In the listing below, retype word for word everything from the line containing "Return one point per instance of the chopped" down to the line containing "[(288, 165), (330, 164), (260, 166)]", with both of those lines included.

Rows from a dataset:
....
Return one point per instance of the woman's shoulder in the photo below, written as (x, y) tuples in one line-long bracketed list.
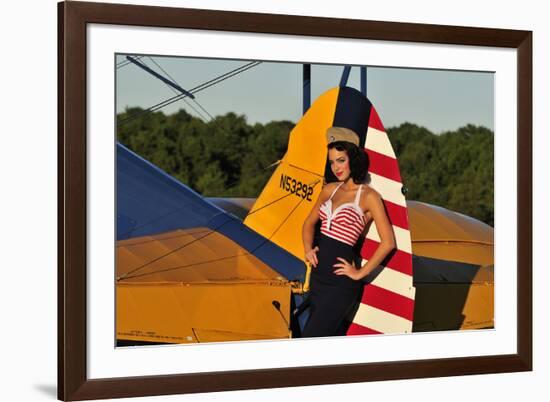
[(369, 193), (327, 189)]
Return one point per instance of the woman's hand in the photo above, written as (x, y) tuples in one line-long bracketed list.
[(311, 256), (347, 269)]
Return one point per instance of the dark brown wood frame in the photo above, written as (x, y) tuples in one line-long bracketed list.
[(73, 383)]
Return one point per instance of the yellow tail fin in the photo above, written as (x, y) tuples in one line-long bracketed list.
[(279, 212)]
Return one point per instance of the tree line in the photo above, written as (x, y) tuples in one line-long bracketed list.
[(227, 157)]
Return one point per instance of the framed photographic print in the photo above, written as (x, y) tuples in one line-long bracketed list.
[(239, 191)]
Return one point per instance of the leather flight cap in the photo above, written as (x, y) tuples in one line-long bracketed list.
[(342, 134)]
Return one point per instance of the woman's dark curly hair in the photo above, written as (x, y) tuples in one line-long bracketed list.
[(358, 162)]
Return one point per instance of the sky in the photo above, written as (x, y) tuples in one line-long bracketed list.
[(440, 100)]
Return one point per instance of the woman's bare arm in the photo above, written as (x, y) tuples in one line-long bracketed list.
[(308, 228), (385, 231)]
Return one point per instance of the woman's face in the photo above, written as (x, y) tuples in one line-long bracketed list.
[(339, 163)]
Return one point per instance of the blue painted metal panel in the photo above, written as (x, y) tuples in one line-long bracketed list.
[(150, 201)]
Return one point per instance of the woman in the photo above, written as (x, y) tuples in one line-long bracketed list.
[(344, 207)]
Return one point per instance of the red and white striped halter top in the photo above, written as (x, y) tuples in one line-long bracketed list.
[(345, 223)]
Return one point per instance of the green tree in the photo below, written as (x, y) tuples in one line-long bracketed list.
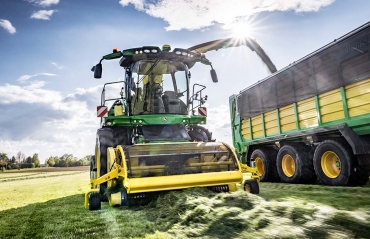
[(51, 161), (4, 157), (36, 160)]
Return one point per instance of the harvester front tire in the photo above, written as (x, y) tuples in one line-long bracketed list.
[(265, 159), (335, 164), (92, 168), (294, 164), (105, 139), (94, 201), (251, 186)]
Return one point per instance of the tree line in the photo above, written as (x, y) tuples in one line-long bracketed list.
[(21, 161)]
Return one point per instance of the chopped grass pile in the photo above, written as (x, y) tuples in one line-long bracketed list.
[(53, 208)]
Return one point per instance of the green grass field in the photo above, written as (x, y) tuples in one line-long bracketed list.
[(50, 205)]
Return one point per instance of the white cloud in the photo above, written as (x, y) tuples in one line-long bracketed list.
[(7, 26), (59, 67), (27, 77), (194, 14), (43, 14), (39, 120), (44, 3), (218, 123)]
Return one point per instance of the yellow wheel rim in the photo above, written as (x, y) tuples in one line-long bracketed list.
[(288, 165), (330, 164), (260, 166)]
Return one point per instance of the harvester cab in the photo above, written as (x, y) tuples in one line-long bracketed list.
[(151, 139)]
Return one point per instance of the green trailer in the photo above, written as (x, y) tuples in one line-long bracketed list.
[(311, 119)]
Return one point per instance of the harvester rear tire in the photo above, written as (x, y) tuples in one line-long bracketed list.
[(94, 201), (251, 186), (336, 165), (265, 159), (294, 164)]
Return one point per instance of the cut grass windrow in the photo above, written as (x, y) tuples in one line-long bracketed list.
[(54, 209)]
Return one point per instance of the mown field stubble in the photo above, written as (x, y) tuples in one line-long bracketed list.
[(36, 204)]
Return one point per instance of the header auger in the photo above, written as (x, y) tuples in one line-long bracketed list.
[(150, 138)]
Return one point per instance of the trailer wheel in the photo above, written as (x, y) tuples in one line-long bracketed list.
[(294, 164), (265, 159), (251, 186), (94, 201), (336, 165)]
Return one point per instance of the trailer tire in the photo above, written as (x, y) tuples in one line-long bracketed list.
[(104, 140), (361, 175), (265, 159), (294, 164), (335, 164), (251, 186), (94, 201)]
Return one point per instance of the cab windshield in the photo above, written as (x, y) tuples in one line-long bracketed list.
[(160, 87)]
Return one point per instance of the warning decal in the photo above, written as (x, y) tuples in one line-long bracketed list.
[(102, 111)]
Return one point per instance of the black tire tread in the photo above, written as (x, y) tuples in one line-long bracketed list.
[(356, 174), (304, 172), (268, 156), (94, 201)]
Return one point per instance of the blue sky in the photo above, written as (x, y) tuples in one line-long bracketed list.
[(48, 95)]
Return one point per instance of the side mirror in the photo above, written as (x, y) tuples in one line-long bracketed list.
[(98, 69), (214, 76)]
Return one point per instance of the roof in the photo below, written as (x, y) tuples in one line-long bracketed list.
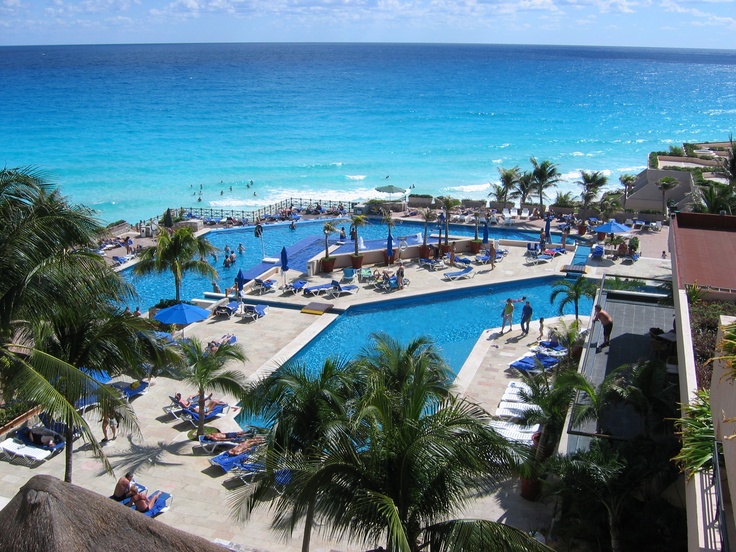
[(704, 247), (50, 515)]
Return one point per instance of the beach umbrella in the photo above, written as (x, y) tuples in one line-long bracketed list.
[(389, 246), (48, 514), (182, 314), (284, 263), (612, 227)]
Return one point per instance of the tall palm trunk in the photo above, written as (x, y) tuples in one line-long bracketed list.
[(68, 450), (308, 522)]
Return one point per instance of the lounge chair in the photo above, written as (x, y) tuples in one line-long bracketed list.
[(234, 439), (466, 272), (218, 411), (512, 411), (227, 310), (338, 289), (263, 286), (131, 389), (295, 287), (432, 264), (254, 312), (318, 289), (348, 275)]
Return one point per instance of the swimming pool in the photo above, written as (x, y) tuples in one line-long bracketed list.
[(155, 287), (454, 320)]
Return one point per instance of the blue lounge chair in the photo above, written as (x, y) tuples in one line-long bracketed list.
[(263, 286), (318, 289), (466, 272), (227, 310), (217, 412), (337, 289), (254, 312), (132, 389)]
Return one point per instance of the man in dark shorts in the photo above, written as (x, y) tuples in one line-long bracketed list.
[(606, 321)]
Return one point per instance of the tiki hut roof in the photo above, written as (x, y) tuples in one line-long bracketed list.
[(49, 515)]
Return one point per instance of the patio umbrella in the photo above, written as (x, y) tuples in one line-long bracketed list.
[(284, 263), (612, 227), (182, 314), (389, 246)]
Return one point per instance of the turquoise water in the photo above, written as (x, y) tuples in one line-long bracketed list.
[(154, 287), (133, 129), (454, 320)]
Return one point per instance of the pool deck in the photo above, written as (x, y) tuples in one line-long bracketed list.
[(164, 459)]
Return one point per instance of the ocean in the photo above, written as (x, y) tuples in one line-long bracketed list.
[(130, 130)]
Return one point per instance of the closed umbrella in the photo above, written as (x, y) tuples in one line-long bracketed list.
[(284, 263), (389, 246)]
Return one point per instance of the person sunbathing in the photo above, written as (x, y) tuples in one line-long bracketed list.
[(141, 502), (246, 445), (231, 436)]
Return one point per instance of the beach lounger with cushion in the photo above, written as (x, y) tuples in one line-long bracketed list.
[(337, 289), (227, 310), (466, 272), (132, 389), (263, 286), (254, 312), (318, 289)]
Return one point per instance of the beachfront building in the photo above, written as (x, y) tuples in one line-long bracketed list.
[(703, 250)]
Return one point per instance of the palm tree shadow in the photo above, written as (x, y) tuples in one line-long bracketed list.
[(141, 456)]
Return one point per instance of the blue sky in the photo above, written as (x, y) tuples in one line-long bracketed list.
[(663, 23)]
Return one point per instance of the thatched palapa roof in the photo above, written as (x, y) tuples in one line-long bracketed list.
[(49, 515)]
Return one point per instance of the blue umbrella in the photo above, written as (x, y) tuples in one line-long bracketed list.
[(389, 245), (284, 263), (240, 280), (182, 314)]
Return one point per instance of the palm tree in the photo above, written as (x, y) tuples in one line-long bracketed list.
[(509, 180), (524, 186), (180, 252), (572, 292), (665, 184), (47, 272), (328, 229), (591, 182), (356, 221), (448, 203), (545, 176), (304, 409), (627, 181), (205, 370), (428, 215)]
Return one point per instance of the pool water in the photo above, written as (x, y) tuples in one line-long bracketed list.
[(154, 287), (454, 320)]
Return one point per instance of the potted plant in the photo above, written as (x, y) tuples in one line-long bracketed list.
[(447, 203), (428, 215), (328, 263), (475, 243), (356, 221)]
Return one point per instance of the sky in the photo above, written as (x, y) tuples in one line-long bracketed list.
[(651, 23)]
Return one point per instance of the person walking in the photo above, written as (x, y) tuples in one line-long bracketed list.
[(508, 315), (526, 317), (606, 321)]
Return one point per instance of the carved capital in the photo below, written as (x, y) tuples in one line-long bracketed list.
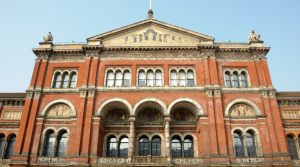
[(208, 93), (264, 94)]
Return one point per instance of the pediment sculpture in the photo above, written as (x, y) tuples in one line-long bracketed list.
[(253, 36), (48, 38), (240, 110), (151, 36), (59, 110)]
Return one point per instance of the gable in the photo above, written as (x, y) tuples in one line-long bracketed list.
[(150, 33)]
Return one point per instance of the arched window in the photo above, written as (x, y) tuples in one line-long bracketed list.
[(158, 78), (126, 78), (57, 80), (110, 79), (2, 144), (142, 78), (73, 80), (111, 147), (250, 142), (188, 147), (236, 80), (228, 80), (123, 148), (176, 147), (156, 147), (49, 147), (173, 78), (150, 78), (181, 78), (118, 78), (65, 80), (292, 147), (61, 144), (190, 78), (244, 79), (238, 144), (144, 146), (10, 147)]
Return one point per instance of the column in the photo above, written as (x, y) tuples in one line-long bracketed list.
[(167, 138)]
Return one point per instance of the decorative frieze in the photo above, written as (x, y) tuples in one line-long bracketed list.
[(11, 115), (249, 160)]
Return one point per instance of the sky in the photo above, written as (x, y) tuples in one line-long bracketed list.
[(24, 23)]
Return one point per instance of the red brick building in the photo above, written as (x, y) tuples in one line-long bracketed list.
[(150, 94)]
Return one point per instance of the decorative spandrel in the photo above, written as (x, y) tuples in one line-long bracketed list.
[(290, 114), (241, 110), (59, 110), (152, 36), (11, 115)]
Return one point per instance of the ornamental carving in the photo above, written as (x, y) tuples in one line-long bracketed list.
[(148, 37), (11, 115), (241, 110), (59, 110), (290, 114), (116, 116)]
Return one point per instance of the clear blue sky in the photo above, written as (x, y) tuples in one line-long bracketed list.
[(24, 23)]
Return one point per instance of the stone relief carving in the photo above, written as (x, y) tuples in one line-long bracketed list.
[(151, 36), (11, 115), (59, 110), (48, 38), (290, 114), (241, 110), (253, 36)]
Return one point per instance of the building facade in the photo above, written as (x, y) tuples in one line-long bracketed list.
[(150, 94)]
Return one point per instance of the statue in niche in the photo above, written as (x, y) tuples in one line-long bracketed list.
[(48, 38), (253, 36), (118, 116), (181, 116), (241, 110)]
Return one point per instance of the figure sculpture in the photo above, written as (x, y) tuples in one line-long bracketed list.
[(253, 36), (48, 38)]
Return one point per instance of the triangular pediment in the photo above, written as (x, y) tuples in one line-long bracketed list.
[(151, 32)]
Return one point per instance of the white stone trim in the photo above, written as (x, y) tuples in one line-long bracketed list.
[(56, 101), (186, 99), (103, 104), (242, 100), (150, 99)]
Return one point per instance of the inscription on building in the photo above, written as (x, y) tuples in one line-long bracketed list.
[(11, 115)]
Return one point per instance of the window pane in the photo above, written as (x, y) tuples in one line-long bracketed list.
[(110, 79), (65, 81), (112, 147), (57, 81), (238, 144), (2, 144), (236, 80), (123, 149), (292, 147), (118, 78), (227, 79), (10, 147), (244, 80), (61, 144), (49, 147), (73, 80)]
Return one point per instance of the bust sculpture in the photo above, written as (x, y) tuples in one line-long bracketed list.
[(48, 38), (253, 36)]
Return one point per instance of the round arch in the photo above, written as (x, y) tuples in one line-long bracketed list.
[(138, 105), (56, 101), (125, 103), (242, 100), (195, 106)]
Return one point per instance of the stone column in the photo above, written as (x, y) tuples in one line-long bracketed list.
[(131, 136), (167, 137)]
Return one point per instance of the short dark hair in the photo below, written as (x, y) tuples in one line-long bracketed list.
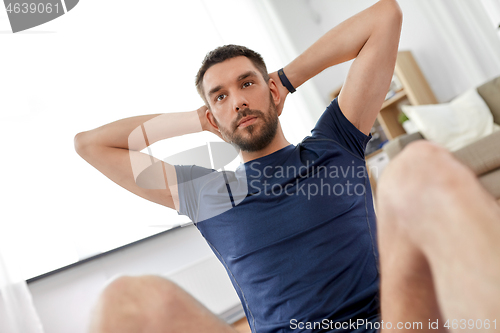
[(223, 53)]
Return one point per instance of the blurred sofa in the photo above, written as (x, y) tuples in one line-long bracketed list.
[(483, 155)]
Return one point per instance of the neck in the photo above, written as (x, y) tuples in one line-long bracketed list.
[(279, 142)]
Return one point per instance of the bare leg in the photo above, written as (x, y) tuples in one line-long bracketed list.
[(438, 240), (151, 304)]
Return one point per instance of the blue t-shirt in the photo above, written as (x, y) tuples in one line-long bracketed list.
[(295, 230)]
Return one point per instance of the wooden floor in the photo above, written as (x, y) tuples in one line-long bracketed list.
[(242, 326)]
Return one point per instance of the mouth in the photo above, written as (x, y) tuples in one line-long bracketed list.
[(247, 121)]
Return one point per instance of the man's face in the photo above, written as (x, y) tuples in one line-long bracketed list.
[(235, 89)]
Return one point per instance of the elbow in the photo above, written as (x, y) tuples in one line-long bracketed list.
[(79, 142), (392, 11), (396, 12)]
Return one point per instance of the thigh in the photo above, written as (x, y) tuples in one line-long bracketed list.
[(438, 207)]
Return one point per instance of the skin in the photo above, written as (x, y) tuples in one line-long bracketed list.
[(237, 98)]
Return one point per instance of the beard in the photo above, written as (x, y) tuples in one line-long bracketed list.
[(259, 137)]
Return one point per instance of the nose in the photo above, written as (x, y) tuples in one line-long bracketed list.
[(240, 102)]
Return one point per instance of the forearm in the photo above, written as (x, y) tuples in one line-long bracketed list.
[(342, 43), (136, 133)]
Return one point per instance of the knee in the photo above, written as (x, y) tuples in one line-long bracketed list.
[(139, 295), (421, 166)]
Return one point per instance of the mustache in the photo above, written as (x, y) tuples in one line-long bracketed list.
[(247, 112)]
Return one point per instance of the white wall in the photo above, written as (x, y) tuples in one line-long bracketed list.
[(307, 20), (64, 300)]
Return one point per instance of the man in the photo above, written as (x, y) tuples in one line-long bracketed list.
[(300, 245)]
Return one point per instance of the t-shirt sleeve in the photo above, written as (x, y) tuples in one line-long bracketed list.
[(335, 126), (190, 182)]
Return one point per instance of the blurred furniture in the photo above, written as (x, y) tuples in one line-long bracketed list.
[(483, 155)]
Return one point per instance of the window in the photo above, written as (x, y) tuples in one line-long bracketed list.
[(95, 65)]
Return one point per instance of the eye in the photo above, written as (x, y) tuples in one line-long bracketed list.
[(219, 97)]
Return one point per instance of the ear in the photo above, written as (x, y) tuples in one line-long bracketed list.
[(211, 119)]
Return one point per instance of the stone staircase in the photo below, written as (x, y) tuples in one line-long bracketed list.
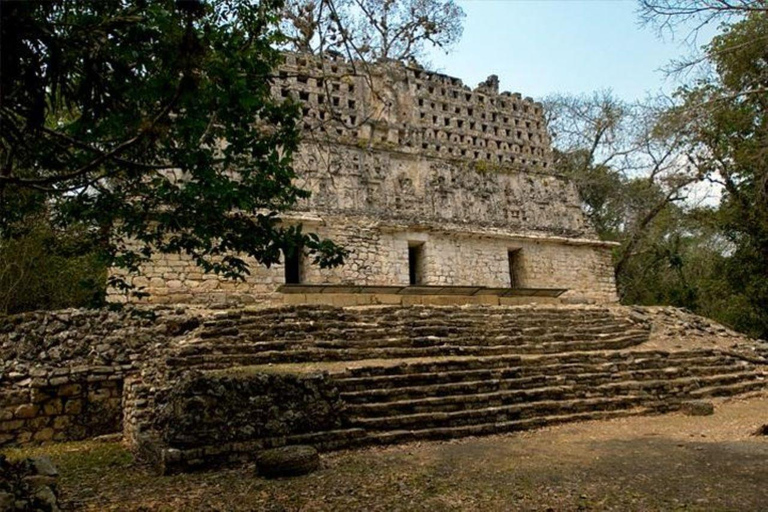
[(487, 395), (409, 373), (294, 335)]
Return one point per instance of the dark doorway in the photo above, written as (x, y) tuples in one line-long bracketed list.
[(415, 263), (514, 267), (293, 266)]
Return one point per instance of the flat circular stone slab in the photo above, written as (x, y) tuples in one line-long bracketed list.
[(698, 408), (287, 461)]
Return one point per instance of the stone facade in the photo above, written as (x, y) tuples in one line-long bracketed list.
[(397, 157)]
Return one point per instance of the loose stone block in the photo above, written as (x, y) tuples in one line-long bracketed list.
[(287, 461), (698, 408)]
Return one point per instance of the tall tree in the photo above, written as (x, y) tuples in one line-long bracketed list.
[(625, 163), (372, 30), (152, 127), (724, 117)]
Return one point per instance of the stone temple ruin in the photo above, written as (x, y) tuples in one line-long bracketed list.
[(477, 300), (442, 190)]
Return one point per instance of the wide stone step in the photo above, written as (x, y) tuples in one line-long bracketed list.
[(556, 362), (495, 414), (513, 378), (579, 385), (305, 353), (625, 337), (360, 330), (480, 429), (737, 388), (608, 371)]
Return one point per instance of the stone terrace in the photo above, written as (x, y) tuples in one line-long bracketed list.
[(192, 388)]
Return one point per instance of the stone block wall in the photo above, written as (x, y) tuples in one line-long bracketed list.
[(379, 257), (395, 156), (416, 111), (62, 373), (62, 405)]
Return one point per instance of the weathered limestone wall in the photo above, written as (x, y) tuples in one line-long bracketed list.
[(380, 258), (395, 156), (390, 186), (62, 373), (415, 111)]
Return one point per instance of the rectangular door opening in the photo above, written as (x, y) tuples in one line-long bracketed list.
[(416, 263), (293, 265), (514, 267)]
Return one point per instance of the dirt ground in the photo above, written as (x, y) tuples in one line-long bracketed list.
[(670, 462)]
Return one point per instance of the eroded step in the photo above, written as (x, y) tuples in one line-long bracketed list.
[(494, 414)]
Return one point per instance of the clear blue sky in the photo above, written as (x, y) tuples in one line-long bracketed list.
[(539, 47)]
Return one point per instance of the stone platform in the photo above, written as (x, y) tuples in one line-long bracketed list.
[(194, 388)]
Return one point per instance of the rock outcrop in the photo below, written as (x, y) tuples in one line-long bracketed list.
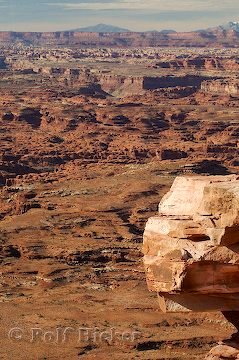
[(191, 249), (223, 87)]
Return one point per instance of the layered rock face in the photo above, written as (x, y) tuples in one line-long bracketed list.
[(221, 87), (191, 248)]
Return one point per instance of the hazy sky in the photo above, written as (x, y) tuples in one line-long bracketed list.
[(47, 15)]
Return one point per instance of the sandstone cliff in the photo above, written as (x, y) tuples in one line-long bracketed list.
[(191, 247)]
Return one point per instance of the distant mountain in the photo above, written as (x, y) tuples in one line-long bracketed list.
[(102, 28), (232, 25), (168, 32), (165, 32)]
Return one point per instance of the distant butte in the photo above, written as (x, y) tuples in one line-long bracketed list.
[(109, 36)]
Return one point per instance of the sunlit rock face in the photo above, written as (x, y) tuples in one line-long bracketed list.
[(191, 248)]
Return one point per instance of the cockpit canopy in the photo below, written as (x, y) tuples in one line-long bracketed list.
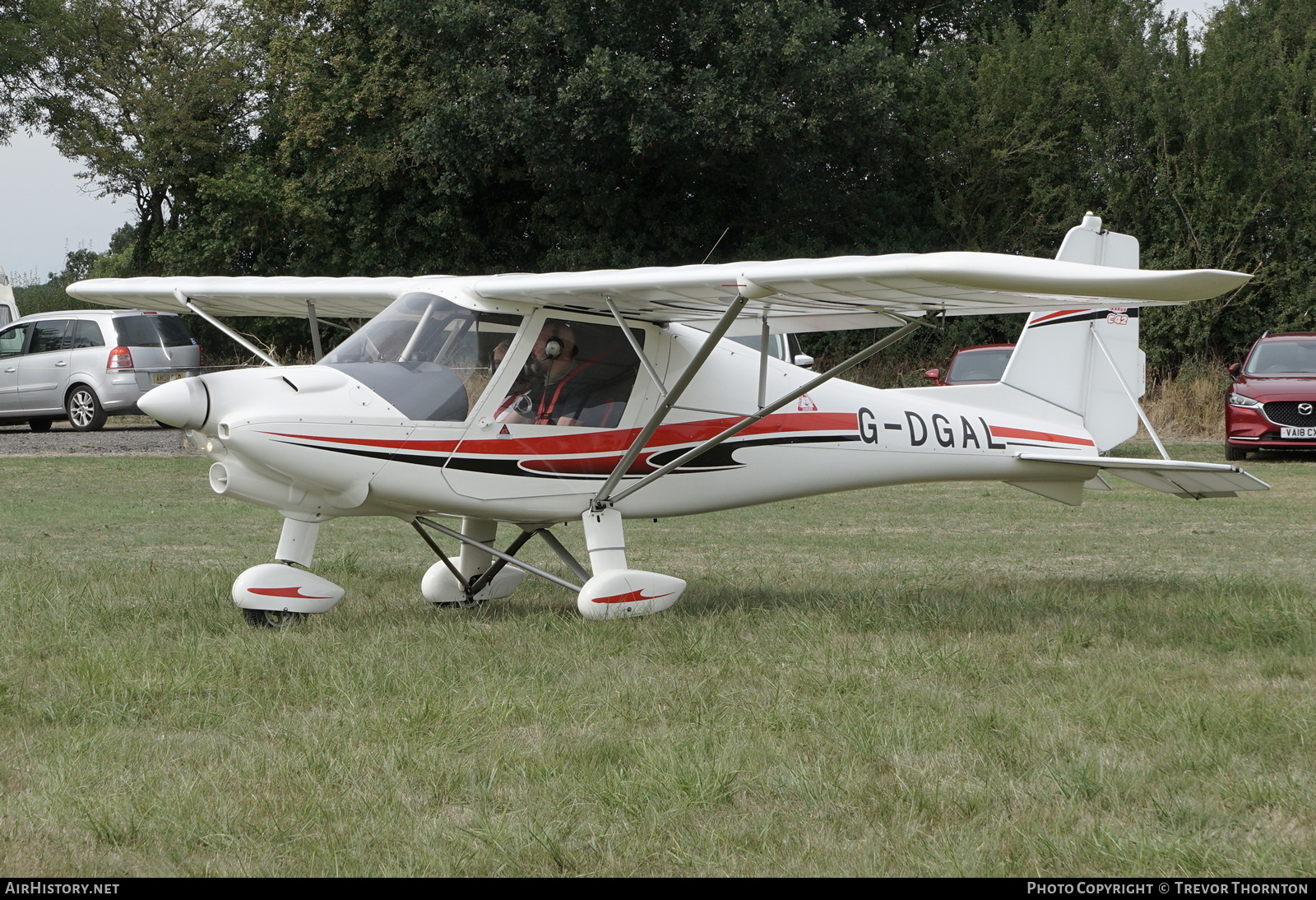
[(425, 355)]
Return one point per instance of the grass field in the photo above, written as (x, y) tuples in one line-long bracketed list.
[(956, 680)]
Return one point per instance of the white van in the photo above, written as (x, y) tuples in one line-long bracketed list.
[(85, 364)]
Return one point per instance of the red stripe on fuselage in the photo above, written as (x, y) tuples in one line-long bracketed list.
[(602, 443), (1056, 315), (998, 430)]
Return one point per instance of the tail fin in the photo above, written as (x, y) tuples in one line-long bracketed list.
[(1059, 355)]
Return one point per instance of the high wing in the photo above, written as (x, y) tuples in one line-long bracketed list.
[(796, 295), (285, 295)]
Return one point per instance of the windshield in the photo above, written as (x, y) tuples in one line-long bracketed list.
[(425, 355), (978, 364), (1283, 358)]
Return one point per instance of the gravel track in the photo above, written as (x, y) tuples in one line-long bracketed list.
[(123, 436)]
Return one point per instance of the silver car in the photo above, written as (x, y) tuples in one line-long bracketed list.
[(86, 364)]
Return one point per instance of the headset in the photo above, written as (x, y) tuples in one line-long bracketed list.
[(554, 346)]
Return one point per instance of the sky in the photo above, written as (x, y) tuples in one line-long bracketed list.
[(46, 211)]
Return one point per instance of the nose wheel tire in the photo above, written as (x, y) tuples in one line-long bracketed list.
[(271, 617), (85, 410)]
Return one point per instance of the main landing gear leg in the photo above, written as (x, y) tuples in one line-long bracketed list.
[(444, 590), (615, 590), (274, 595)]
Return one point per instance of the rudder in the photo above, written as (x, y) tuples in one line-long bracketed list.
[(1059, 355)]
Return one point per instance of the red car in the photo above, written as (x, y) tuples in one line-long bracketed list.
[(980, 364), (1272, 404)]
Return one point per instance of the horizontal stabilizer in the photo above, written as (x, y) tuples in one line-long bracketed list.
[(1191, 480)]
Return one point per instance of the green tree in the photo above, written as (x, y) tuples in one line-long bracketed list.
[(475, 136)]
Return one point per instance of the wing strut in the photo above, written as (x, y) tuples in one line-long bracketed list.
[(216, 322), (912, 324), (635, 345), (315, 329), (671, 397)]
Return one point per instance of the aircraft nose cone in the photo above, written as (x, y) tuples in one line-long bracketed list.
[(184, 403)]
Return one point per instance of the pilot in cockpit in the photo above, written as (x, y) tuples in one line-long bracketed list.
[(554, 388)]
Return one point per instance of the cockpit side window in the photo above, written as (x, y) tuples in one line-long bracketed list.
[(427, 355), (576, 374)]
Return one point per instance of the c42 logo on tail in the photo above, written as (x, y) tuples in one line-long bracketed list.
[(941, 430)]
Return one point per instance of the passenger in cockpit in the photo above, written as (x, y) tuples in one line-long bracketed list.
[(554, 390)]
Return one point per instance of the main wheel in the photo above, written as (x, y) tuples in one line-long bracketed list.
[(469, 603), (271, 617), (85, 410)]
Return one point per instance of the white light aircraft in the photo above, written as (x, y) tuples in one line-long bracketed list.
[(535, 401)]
....
## ANSWER TO THE TASK
Return one point per instance of the chopped grass pile in the photo above, written as (x, y) tuples in one line-long bracketed list.
[(53, 208)]
Return one point per instance of the green grass field in the photo above, written as (x, y) tuples in one line-long bracketed list.
[(50, 205)]
Return one point per instance of the white cloud in the photo above, written as (x, y) tuples in one line-long bracketed list.
[(7, 26), (59, 67), (27, 77), (194, 14), (43, 14), (39, 120), (44, 3), (218, 123)]
Return one point per instance of the yellow wheel rim in the photo above, written as (x, y) tuples in one line-long bracketed list.
[(288, 165), (330, 164), (260, 166)]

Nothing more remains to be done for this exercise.